- _GIVEN EXERCISE_:
Copy the records word for word from their start through the line containing "145L161 124L184 114L191", with both ends included. Omit the pictures.

Outline items for labeled areas

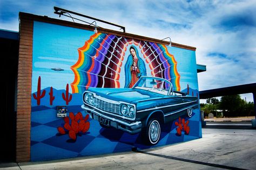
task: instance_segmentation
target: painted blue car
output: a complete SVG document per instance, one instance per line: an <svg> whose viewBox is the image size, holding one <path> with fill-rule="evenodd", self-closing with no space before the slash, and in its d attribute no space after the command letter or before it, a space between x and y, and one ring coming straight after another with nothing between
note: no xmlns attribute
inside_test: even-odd
<svg viewBox="0 0 256 170"><path fill-rule="evenodd" d="M155 145L161 124L184 114L191 117L198 107L197 97L173 89L167 80L142 76L131 89L88 89L82 107L102 127L141 132L147 144Z"/></svg>

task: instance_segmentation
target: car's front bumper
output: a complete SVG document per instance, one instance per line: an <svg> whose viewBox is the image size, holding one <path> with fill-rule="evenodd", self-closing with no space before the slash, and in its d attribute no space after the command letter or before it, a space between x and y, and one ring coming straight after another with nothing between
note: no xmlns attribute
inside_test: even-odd
<svg viewBox="0 0 256 170"><path fill-rule="evenodd" d="M110 121L110 126L120 129L131 134L138 133L142 130L142 124L141 121L134 123L128 123L120 119L120 118L114 118L105 113L101 113L93 108L89 107L84 105L81 106L82 108L85 110L89 114L91 118L99 122L99 117L107 119Z"/></svg>

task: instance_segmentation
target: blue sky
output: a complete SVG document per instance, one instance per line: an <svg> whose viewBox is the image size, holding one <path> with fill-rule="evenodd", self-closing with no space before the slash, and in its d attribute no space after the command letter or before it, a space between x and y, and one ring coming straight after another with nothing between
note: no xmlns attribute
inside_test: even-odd
<svg viewBox="0 0 256 170"><path fill-rule="evenodd" d="M255 0L1 0L0 29L18 31L19 11L72 21L53 13L54 6L124 26L129 33L196 47L197 63L207 70L198 74L199 90L256 82ZM251 94L241 96L253 101Z"/></svg>

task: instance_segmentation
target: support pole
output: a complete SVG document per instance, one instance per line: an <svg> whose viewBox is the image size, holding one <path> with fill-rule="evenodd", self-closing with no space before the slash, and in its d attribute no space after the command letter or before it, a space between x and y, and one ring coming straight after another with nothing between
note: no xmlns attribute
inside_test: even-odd
<svg viewBox="0 0 256 170"><path fill-rule="evenodd" d="M255 114L255 119L252 120L252 125L254 128L256 127L256 92L253 92L252 93L253 95L253 103L254 104L254 114Z"/></svg>
<svg viewBox="0 0 256 170"><path fill-rule="evenodd" d="M256 92L253 92L253 103L254 104L254 114L255 114L255 118L256 119Z"/></svg>

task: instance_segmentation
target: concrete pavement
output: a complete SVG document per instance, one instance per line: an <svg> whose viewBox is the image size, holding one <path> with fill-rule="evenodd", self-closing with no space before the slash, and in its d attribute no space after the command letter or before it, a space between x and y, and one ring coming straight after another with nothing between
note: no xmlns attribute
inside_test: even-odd
<svg viewBox="0 0 256 170"><path fill-rule="evenodd" d="M201 139L139 152L2 164L0 169L256 169L256 130L244 126L206 126Z"/></svg>

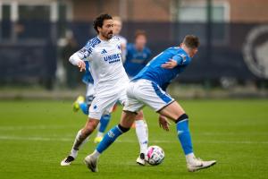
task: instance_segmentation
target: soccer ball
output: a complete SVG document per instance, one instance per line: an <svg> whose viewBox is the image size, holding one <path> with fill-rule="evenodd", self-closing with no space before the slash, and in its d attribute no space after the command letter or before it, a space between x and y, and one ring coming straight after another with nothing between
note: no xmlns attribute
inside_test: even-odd
<svg viewBox="0 0 268 179"><path fill-rule="evenodd" d="M164 158L164 152L159 146L148 147L147 153L146 155L146 160L152 166L157 166L163 162Z"/></svg>

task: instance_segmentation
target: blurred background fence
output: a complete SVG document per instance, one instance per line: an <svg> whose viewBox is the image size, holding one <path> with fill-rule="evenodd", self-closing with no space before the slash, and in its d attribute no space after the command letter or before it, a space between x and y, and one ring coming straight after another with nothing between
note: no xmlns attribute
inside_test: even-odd
<svg viewBox="0 0 268 179"><path fill-rule="evenodd" d="M180 45L186 34L197 35L201 47L179 78L182 83L266 88L268 4L258 0L254 7L250 2L245 6L233 0L0 1L0 85L53 89L64 83L71 65L63 55L66 39L73 35L77 47L69 51L79 49L96 36L94 17L108 12L121 16L121 35L129 42L137 30L145 30L153 55ZM69 78L80 81L77 72Z"/></svg>

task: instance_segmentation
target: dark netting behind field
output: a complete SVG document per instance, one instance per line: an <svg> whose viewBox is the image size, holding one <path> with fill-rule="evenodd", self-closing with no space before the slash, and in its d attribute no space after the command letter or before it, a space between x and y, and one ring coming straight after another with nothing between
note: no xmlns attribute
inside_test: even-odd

- _RESPONSE_:
task: instance_segmentation
target: painted blue car
output: a complete SVG document per instance, one instance per line: an <svg> whose viewBox is the image size, holding one <path> with fill-rule="evenodd", self-closing with no space before the slash, and in its d attribute no space after the command letter or before it, a space between x and y, and one ring coming straight after another with nothing between
note: no xmlns attribute
inside_test: even-odd
<svg viewBox="0 0 256 170"><path fill-rule="evenodd" d="M155 145L161 124L184 114L191 117L198 107L197 97L173 89L167 80L142 76L131 89L88 89L82 107L102 127L141 132L147 144Z"/></svg>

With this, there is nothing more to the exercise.